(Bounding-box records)
[START]
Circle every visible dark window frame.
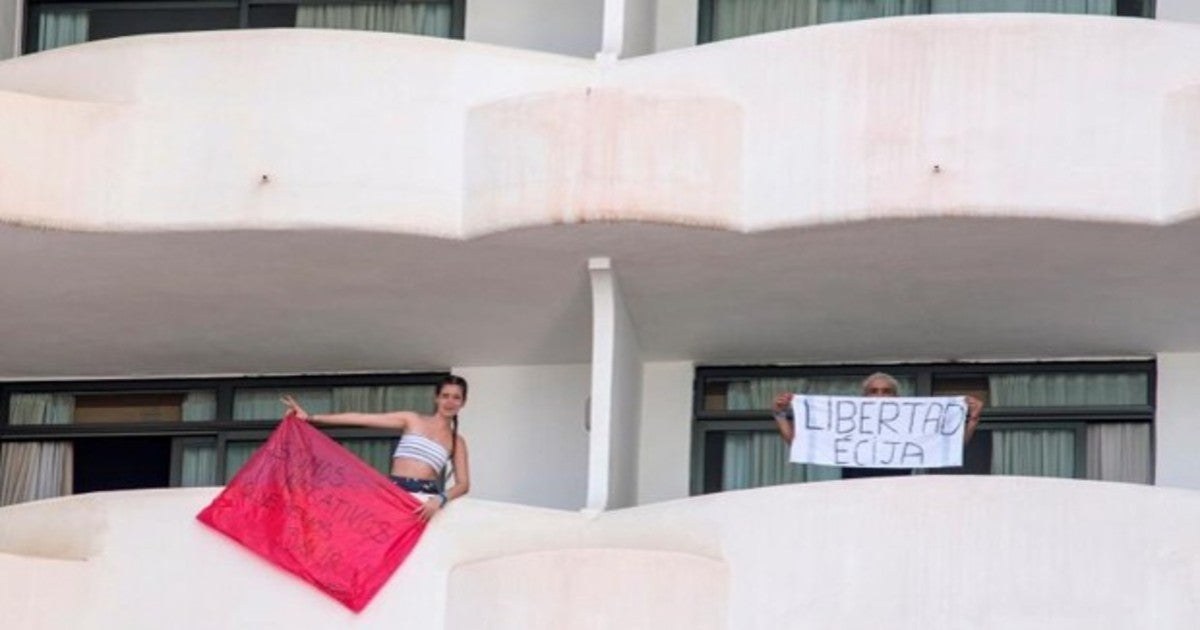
[689,359,1158,496]
[22,0,467,54]
[0,371,449,487]
[696,0,1158,46]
[END]
• [Requirement]: Find every line above that contains the word "window" and copy each one. Match case exactly.

• [Result of this exercise]:
Circle every visible dark window frame.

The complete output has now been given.